Set problem: Begin at the line that contains "Task: point to each instance of the brown soil" and repeat every line from there to the end of the records below, inclusive, without adding any other line.

Exercise material:
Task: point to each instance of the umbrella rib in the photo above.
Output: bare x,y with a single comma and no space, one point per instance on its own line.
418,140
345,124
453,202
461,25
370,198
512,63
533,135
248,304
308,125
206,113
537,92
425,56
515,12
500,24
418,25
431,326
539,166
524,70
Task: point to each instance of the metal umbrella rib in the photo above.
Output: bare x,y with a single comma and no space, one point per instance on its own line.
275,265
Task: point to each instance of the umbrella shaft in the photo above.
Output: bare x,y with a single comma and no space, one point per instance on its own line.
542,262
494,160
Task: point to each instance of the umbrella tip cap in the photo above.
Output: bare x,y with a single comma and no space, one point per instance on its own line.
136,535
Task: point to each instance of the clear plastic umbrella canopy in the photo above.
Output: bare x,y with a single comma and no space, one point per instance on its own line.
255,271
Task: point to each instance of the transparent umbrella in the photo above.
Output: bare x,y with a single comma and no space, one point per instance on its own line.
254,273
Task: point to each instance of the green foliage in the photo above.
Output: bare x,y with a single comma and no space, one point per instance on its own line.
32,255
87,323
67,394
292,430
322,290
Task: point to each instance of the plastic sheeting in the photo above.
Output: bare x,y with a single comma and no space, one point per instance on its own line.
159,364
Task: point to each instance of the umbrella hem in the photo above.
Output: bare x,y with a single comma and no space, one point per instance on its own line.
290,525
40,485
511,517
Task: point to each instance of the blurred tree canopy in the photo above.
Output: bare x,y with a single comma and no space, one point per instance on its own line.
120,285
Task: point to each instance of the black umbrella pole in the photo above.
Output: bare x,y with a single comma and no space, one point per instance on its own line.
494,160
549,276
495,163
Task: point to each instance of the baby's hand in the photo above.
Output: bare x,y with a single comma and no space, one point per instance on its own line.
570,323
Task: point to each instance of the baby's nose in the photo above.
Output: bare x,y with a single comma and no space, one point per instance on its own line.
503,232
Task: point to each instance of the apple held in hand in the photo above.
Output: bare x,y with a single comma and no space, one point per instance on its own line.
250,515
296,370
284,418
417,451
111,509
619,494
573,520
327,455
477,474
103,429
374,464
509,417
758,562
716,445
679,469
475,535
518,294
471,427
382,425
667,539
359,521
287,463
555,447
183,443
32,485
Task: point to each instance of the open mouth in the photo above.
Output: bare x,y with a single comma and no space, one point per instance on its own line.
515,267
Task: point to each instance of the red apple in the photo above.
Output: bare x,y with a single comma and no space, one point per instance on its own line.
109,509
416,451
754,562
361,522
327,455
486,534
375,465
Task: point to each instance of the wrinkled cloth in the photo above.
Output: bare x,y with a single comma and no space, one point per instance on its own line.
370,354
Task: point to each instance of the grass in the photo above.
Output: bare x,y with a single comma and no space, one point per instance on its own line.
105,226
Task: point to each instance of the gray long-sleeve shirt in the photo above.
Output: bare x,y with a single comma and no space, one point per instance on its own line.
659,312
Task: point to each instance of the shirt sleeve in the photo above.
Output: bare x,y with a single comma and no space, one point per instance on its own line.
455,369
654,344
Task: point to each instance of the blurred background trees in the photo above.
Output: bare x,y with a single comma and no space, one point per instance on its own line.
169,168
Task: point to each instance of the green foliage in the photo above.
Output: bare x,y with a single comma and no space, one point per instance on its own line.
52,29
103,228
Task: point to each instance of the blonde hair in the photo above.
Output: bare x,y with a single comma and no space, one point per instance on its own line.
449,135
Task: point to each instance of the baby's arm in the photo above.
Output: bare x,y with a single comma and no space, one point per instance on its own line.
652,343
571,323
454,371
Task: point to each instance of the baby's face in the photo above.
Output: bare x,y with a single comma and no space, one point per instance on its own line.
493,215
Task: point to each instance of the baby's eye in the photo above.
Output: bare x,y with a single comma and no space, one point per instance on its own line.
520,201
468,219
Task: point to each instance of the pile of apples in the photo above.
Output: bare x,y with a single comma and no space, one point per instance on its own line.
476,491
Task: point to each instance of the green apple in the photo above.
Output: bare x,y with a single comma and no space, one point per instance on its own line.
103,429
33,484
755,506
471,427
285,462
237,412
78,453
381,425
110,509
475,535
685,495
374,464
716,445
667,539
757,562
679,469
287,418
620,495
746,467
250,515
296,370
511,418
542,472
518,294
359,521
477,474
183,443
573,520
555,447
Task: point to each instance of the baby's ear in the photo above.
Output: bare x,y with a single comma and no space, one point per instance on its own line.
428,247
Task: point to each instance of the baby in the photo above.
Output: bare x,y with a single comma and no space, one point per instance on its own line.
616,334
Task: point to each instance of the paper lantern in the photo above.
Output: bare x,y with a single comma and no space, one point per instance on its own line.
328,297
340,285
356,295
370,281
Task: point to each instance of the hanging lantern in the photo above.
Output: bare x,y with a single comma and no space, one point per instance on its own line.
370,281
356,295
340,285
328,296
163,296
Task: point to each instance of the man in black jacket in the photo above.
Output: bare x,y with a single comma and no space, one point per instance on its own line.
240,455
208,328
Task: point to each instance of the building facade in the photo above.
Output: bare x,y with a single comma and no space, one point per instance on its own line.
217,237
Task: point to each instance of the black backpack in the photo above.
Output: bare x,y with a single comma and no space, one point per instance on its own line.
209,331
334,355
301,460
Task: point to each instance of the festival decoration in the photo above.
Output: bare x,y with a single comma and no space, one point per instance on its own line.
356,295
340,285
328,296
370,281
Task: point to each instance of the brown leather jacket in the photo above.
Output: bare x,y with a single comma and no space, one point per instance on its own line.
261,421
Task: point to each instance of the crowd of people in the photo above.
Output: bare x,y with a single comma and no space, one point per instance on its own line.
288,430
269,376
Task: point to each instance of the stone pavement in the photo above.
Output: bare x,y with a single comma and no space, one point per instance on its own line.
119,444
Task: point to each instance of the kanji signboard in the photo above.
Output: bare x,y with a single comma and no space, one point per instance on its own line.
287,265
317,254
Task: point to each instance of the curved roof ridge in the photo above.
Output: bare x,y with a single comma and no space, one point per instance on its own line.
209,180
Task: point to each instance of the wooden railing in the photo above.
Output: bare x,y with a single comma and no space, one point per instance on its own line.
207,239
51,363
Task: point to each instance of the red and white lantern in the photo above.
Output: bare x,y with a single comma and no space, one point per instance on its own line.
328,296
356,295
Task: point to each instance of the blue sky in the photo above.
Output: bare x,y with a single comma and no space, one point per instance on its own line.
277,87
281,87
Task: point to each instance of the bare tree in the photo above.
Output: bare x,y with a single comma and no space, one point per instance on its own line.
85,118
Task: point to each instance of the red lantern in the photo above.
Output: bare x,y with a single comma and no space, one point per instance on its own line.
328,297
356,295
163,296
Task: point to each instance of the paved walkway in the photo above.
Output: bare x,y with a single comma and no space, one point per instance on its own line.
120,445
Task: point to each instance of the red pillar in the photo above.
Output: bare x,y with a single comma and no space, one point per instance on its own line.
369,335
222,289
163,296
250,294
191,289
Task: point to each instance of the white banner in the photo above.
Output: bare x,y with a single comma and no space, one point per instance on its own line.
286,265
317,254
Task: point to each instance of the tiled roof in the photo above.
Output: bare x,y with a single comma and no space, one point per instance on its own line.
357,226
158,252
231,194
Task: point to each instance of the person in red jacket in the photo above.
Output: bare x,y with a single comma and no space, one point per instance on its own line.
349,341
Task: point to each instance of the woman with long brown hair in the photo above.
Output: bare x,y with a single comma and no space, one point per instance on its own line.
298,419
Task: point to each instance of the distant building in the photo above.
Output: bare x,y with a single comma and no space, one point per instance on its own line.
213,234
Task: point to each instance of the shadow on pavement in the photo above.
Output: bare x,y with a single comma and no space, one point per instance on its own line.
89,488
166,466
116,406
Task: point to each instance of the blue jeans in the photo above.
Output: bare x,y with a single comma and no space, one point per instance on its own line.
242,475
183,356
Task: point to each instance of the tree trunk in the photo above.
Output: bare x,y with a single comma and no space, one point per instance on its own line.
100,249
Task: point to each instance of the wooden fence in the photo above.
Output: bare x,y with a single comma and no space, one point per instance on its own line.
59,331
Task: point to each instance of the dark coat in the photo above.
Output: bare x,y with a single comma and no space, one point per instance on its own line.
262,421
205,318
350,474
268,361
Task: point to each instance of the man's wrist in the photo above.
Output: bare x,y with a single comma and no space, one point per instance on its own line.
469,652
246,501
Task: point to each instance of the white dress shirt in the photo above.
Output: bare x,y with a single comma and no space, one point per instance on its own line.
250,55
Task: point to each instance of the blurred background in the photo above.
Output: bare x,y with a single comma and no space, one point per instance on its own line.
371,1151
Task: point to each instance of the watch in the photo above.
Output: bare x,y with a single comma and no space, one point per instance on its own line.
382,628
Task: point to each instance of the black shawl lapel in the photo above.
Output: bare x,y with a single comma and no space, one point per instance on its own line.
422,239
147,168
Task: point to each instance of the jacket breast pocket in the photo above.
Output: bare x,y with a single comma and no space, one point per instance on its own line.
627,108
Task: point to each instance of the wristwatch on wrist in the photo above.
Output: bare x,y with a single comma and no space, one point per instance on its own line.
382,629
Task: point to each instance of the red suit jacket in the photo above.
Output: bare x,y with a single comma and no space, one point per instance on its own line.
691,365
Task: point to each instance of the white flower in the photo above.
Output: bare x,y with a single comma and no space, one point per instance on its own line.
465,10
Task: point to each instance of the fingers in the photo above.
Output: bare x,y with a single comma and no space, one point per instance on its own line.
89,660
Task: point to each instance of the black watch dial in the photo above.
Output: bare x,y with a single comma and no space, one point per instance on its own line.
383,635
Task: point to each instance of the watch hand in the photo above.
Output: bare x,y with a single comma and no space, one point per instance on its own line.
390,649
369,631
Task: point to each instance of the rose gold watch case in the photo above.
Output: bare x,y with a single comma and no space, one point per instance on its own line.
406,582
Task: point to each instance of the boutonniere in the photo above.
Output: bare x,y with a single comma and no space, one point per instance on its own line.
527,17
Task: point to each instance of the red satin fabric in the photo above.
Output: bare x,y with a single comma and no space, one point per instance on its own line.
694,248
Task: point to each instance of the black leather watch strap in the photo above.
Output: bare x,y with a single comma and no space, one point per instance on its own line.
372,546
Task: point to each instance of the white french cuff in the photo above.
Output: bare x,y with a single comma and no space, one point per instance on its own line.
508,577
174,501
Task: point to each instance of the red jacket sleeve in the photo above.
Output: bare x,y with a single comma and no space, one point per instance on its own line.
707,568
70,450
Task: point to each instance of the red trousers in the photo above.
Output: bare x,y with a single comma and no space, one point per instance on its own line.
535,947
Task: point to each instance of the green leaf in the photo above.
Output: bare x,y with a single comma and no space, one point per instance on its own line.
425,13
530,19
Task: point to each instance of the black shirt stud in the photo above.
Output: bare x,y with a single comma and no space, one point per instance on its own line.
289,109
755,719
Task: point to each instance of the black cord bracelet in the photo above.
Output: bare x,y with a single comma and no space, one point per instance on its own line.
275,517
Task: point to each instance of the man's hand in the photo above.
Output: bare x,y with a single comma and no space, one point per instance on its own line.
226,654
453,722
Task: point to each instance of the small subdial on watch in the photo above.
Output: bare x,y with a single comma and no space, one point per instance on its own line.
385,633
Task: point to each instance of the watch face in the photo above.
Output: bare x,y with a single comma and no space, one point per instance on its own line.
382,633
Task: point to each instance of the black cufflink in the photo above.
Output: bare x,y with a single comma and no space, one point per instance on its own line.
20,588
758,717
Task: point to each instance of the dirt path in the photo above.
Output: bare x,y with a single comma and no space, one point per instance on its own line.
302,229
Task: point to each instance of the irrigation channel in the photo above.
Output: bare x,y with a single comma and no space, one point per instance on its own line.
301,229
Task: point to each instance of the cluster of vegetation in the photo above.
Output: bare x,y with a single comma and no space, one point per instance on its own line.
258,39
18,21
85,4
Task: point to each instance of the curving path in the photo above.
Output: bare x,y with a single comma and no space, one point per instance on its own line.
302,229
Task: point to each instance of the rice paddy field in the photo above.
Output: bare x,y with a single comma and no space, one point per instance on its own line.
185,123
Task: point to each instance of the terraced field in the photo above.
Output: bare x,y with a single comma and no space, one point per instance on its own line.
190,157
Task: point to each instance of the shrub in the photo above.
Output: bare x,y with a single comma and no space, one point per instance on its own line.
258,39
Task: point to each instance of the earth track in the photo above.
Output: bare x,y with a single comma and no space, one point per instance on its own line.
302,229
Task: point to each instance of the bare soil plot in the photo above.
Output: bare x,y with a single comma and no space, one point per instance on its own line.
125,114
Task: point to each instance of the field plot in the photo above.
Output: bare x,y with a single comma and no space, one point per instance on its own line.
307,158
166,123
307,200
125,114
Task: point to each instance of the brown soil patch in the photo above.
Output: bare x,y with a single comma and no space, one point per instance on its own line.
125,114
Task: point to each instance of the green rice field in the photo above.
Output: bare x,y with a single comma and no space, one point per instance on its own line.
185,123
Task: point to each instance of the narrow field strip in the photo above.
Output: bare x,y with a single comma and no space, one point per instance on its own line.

Solution to this exercise:
Task: point to each instance of the brown soil patch in the photo above.
Output: bare x,y with a single comma and no space, one point per instance on its own line.
125,114
Task: point to each instance of the green rice field in the photo above.
Output: bare x,y with a single comma and no space, one point per instance on its own line.
185,123
Task: point to each instance of the narrow field strip in the photo above.
Output: bare x,y with a single comma and no space, one point per instance on its own line.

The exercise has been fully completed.